# [OBJECTIVE]
Render the part of the lines that opens with the line containing "Place a dot on every instance of the minute" and runs through the last line as a numbered list, omitting blank lines and the pictures.

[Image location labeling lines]
===

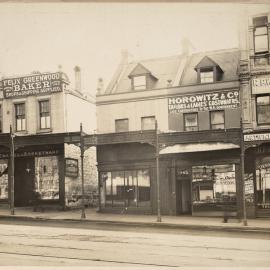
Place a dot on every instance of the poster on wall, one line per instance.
(71, 167)
(204, 102)
(35, 84)
(249, 187)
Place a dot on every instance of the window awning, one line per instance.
(197, 147)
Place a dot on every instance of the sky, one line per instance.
(43, 36)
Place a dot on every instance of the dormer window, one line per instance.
(260, 35)
(207, 76)
(208, 71)
(139, 82)
(141, 78)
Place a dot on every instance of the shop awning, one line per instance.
(197, 147)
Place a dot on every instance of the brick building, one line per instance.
(195, 101)
(255, 88)
(43, 112)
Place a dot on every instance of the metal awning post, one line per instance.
(242, 159)
(12, 211)
(157, 172)
(83, 216)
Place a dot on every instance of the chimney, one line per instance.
(186, 46)
(77, 71)
(100, 86)
(124, 54)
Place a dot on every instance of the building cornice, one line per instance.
(165, 92)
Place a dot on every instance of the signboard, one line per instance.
(36, 84)
(257, 137)
(204, 102)
(261, 85)
(72, 168)
(33, 153)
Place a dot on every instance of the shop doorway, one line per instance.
(183, 196)
(24, 175)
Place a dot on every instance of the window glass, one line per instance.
(44, 110)
(217, 119)
(121, 125)
(263, 182)
(213, 184)
(263, 109)
(148, 122)
(261, 39)
(139, 82)
(125, 188)
(3, 179)
(20, 116)
(191, 121)
(207, 76)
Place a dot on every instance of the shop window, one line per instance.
(207, 76)
(213, 186)
(125, 188)
(260, 35)
(263, 182)
(148, 122)
(20, 117)
(121, 125)
(3, 179)
(139, 82)
(191, 121)
(217, 120)
(263, 109)
(47, 177)
(44, 114)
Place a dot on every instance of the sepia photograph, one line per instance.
(134, 134)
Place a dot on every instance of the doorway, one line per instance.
(24, 175)
(183, 196)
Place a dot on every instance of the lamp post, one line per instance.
(242, 159)
(11, 147)
(157, 173)
(82, 170)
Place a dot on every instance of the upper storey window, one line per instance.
(208, 71)
(141, 78)
(261, 35)
(207, 76)
(139, 82)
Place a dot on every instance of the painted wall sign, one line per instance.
(204, 102)
(260, 85)
(36, 84)
(257, 137)
(33, 153)
(72, 168)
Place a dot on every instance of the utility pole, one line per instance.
(242, 158)
(157, 173)
(82, 169)
(11, 147)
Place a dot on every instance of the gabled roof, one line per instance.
(206, 62)
(179, 69)
(140, 70)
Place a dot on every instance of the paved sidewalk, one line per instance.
(184, 222)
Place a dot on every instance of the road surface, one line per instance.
(51, 245)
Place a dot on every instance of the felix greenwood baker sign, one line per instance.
(204, 102)
(36, 84)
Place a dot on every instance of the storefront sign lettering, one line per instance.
(261, 85)
(72, 168)
(257, 137)
(32, 153)
(204, 102)
(37, 84)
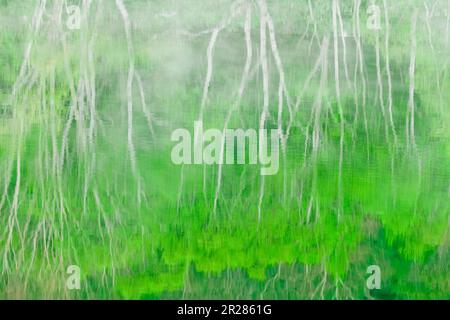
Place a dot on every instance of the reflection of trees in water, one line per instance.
(361, 116)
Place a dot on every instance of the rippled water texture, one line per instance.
(92, 205)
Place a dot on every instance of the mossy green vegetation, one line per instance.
(86, 117)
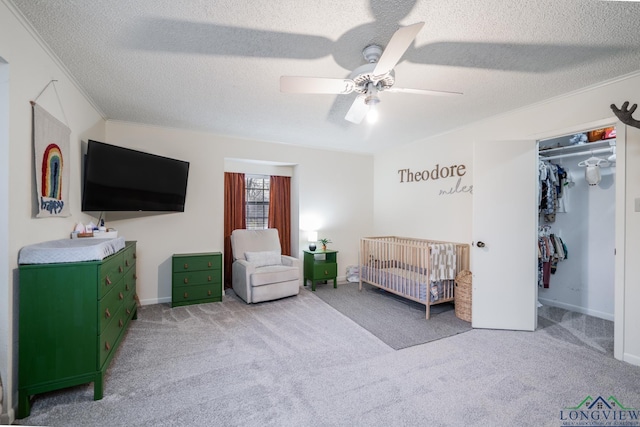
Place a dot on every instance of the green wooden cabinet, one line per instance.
(72, 318)
(196, 278)
(320, 265)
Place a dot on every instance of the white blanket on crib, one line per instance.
(443, 261)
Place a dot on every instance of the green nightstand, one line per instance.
(320, 265)
(196, 278)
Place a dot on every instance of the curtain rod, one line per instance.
(582, 153)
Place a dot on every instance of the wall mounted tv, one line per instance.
(121, 179)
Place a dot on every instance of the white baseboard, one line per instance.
(152, 301)
(9, 417)
(632, 359)
(577, 309)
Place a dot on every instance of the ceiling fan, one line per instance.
(368, 80)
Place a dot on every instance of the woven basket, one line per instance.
(462, 296)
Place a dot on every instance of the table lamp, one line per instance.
(312, 237)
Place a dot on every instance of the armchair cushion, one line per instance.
(260, 272)
(264, 258)
(274, 274)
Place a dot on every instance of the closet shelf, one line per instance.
(578, 148)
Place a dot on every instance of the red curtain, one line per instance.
(234, 216)
(280, 210)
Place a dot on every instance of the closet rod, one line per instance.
(582, 153)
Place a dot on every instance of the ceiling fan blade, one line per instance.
(397, 46)
(294, 84)
(423, 91)
(358, 110)
(204, 38)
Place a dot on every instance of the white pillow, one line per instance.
(261, 259)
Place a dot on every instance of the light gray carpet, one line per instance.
(397, 321)
(299, 362)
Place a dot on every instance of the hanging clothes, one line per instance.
(551, 250)
(552, 180)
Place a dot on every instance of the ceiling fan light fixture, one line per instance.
(373, 115)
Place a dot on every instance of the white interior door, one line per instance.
(504, 254)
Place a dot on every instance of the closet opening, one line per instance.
(576, 232)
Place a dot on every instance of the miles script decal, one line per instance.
(437, 173)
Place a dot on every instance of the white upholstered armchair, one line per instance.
(259, 271)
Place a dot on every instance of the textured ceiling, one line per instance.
(215, 66)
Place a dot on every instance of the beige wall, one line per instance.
(30, 70)
(418, 210)
(334, 188)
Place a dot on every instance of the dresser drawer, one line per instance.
(197, 262)
(197, 278)
(110, 273)
(189, 294)
(325, 270)
(108, 339)
(109, 306)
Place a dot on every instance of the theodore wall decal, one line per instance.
(438, 173)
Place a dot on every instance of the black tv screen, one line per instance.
(122, 179)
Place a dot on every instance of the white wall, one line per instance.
(31, 69)
(585, 281)
(417, 210)
(334, 190)
(5, 304)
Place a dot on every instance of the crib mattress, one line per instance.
(70, 250)
(406, 282)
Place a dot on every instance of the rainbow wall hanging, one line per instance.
(51, 148)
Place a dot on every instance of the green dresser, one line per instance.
(72, 319)
(196, 278)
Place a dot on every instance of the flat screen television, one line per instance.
(122, 179)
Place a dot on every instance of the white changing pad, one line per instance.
(70, 250)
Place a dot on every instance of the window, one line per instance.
(257, 200)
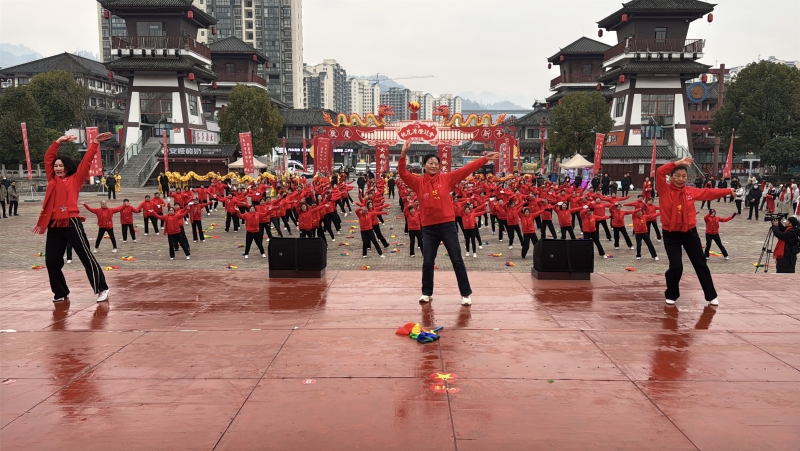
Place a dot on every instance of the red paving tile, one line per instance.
(171, 363)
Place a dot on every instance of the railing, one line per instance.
(160, 43)
(655, 45)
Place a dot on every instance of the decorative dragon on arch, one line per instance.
(473, 120)
(354, 119)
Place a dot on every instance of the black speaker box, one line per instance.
(297, 257)
(563, 260)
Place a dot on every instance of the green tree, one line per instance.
(575, 121)
(761, 104)
(250, 109)
(61, 99)
(783, 152)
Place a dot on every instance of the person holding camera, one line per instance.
(788, 234)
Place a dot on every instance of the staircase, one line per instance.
(138, 168)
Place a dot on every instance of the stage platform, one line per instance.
(232, 360)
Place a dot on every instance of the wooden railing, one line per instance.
(160, 43)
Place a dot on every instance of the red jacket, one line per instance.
(105, 216)
(677, 204)
(434, 192)
(712, 223)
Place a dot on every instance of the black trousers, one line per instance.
(56, 244)
(367, 239)
(174, 240)
(528, 240)
(646, 238)
(675, 243)
(125, 229)
(416, 240)
(624, 232)
(446, 233)
(249, 238)
(714, 238)
(101, 233)
(595, 237)
(151, 220)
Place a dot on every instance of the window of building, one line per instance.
(619, 110)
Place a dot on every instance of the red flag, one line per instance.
(653, 160)
(166, 152)
(96, 169)
(599, 140)
(246, 144)
(726, 174)
(27, 149)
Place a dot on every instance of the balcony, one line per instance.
(160, 43)
(241, 77)
(630, 46)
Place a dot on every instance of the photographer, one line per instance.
(786, 232)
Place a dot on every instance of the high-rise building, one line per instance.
(274, 27)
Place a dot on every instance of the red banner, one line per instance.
(96, 169)
(599, 140)
(246, 144)
(726, 174)
(381, 159)
(27, 149)
(445, 157)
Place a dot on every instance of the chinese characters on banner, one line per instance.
(445, 157)
(27, 150)
(599, 140)
(381, 159)
(96, 169)
(246, 144)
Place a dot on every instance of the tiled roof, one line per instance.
(234, 45)
(654, 67)
(73, 64)
(583, 45)
(160, 64)
(651, 6)
(636, 152)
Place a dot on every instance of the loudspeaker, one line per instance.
(297, 257)
(563, 259)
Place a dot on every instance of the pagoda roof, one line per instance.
(582, 46)
(200, 16)
(160, 64)
(235, 45)
(690, 7)
(73, 64)
(655, 67)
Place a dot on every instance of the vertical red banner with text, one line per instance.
(381, 159)
(445, 157)
(246, 144)
(27, 150)
(96, 169)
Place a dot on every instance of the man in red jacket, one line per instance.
(678, 219)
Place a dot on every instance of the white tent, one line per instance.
(576, 162)
(239, 164)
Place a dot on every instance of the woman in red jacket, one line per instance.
(105, 224)
(712, 231)
(678, 219)
(60, 219)
(438, 219)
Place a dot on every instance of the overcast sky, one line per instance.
(488, 50)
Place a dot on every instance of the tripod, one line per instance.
(766, 249)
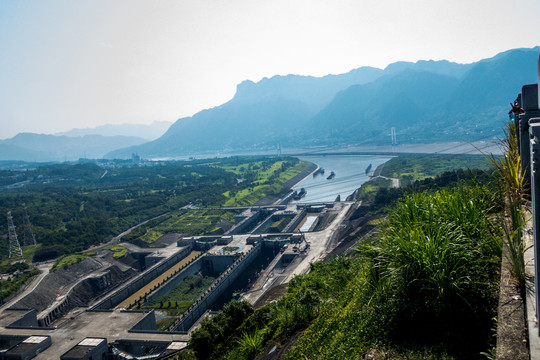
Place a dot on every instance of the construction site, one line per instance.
(102, 307)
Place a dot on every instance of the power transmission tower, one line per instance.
(28, 235)
(15, 250)
(394, 138)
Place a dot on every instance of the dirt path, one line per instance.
(44, 271)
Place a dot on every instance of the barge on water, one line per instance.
(300, 195)
(318, 171)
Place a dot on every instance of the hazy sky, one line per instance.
(67, 64)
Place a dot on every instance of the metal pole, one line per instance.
(534, 131)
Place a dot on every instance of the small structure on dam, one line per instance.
(128, 306)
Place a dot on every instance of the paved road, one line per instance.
(44, 271)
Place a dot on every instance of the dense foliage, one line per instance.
(74, 206)
(424, 289)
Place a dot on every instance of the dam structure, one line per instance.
(105, 307)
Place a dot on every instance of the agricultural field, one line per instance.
(75, 206)
(263, 179)
(190, 222)
(425, 288)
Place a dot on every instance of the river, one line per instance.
(350, 174)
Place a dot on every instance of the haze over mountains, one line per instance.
(426, 102)
(92, 143)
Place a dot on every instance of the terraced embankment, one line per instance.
(147, 289)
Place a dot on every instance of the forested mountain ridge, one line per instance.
(427, 101)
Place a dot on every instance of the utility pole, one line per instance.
(15, 250)
(28, 235)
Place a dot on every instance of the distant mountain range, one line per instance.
(426, 102)
(40, 147)
(145, 131)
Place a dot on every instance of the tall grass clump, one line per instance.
(426, 285)
(440, 251)
(512, 182)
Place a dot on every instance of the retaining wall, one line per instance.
(202, 304)
(119, 295)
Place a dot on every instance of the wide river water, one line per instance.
(350, 173)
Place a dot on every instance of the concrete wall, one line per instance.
(246, 223)
(28, 320)
(146, 323)
(206, 300)
(48, 316)
(119, 295)
(295, 221)
(216, 264)
(192, 269)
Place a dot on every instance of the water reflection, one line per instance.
(350, 174)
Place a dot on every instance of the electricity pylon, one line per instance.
(28, 234)
(15, 250)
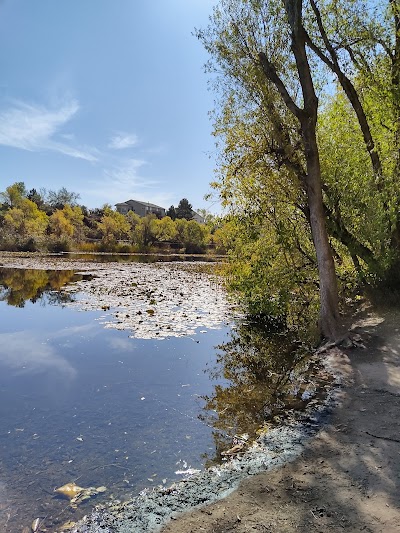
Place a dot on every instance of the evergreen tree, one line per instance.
(184, 210)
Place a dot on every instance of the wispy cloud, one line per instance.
(34, 128)
(123, 140)
(126, 181)
(39, 357)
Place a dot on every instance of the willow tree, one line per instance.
(261, 50)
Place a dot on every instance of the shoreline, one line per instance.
(154, 508)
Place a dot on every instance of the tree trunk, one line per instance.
(329, 306)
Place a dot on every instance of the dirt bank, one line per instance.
(348, 476)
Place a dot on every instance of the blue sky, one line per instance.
(107, 98)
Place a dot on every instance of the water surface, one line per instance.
(102, 407)
(82, 403)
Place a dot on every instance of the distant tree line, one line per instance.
(54, 221)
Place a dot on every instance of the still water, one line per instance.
(81, 403)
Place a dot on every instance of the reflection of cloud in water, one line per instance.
(125, 345)
(87, 330)
(30, 355)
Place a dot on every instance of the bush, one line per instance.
(60, 245)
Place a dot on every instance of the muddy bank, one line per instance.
(154, 508)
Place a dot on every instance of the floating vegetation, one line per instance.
(152, 300)
(77, 495)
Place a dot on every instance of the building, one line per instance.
(140, 208)
(198, 218)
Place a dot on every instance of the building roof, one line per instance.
(147, 204)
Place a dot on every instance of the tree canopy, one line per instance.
(305, 166)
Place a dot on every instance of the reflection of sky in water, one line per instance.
(80, 401)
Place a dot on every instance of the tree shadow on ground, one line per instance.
(348, 477)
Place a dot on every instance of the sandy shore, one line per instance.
(335, 468)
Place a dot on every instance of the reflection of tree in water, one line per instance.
(19, 285)
(267, 375)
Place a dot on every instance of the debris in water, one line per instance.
(76, 494)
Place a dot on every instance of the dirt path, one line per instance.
(348, 478)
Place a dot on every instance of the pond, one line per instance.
(90, 395)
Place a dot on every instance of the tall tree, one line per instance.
(261, 50)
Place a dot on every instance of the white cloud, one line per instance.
(123, 140)
(33, 128)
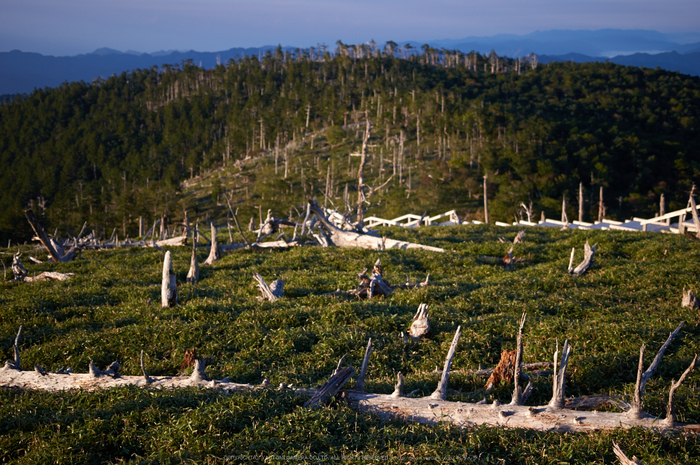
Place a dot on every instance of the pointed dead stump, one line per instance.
(637, 409)
(214, 253)
(421, 325)
(441, 390)
(588, 260)
(272, 292)
(689, 299)
(559, 377)
(670, 420)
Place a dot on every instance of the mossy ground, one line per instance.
(111, 311)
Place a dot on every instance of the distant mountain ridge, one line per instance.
(22, 72)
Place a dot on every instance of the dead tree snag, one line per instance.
(588, 260)
(214, 253)
(272, 292)
(441, 390)
(420, 325)
(689, 298)
(168, 289)
(637, 409)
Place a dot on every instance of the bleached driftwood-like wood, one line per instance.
(517, 392)
(272, 292)
(694, 211)
(426, 410)
(193, 272)
(148, 379)
(670, 409)
(20, 273)
(690, 299)
(559, 378)
(420, 325)
(48, 276)
(168, 288)
(214, 253)
(16, 364)
(44, 238)
(330, 388)
(341, 238)
(588, 260)
(519, 238)
(622, 457)
(637, 409)
(360, 384)
(503, 371)
(398, 388)
(441, 390)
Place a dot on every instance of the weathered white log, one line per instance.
(48, 276)
(420, 325)
(670, 410)
(694, 210)
(441, 390)
(360, 384)
(272, 292)
(41, 234)
(112, 370)
(168, 289)
(377, 284)
(214, 253)
(622, 457)
(421, 410)
(689, 299)
(517, 398)
(330, 388)
(637, 409)
(177, 241)
(48, 243)
(559, 378)
(398, 388)
(18, 270)
(588, 260)
(341, 238)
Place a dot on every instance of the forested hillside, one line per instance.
(276, 131)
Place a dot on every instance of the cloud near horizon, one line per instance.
(81, 26)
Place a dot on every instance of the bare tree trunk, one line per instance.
(486, 199)
(360, 176)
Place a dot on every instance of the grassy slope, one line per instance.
(631, 297)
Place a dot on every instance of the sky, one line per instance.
(70, 27)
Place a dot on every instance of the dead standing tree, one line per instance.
(426, 410)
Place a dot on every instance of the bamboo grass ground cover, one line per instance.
(630, 297)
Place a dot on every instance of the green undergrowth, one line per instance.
(111, 311)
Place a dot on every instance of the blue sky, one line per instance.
(57, 27)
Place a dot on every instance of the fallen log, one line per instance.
(48, 243)
(427, 410)
(341, 238)
(690, 299)
(21, 274)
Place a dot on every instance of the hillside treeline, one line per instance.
(115, 149)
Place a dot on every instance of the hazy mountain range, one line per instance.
(22, 72)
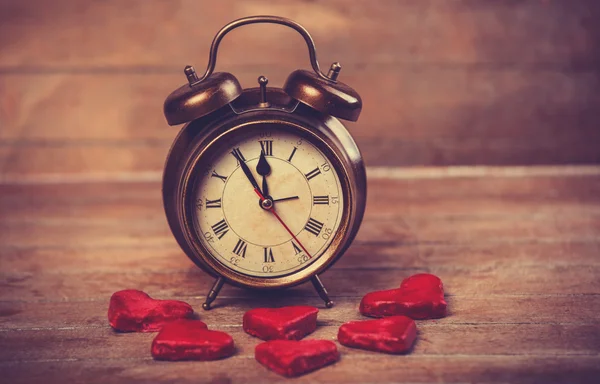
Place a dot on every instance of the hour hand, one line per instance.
(263, 168)
(286, 198)
(245, 168)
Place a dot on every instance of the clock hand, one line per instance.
(263, 168)
(271, 208)
(286, 198)
(246, 170)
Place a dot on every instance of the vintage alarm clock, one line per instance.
(264, 187)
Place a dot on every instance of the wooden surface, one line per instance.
(443, 82)
(517, 249)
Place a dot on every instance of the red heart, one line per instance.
(291, 323)
(293, 358)
(394, 334)
(191, 340)
(420, 296)
(134, 311)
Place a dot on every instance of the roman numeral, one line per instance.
(213, 203)
(297, 249)
(240, 248)
(313, 226)
(220, 229)
(269, 255)
(321, 200)
(313, 173)
(215, 174)
(238, 155)
(292, 155)
(267, 147)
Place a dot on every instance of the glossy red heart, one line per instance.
(134, 311)
(294, 358)
(290, 323)
(394, 334)
(191, 340)
(420, 296)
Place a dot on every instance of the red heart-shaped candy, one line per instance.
(420, 296)
(293, 358)
(290, 323)
(191, 340)
(134, 311)
(394, 334)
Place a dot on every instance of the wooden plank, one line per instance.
(364, 31)
(413, 117)
(350, 369)
(463, 310)
(434, 339)
(398, 229)
(411, 256)
(488, 198)
(524, 279)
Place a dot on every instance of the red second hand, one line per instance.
(282, 223)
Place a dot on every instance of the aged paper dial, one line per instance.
(290, 171)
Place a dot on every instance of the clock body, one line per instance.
(316, 181)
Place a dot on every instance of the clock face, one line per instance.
(302, 183)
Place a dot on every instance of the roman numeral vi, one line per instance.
(220, 229)
(313, 226)
(240, 248)
(269, 255)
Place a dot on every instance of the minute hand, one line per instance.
(246, 170)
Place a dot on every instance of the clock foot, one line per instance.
(320, 288)
(214, 291)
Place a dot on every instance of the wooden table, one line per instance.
(517, 249)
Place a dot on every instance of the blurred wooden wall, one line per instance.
(444, 82)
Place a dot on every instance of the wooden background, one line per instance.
(497, 101)
(444, 82)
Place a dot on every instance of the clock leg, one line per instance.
(214, 291)
(321, 291)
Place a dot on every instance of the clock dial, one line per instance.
(300, 180)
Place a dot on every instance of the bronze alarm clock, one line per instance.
(264, 187)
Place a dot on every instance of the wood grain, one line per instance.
(107, 123)
(365, 368)
(464, 31)
(517, 251)
(443, 83)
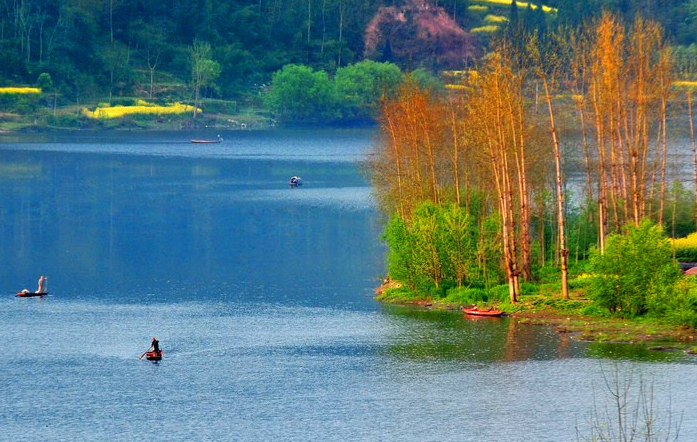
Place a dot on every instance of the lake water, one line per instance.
(261, 296)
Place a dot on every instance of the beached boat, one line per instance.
(30, 294)
(153, 355)
(491, 312)
(218, 140)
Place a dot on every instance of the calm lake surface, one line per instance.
(261, 296)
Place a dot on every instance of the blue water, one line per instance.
(261, 296)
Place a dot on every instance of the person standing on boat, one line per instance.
(42, 280)
(155, 346)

===

# [OUTPUT FOR THIS EXERCISE]
1. Place a dot on every instance of the minute hand, one line per instance.
2. (246, 170)
3. Place a dot on every instance of the clock foot, one line per instance.
4. (320, 288)
5. (214, 291)
6. Place a dot on every instance of the wooden table, one line per instance.
7. (517, 249)
8. Place a dot on every instance of the blurred wooden wall, one line per instance.
9. (444, 82)
10. Place a dot on every instance of the wooden background, one line per instance.
11. (497, 101)
12. (444, 82)
13. Place a dot on every instance of the clock leg, one line per instance.
14. (214, 291)
15. (321, 291)
16. Place a dot on every instance of the clock dial, one line per instance.
17. (300, 180)
18. Place a dot on every instance of the bronze alarm clock, one line per instance.
19. (264, 187)
20. Place a dot on every instance of the wood grain, one line per instance.
21. (107, 123)
22. (365, 368)
23. (464, 31)
24. (517, 251)
25. (443, 83)
26. Place a dot on every instance of the lake water, one line per instance.
27. (261, 296)
28. Place a dot on every instance of the beached boat, one line per instance.
29. (30, 294)
30. (153, 355)
31. (491, 312)
32. (218, 140)
33. Place a dot on every instance of the calm lake surface, one line per instance.
34. (261, 296)
35. Place a dot on every instance of the blue water, one line per instance.
36. (261, 296)
37. Place a dot on every instance of the person standing on boat, one line per instance.
38. (42, 280)
39. (155, 346)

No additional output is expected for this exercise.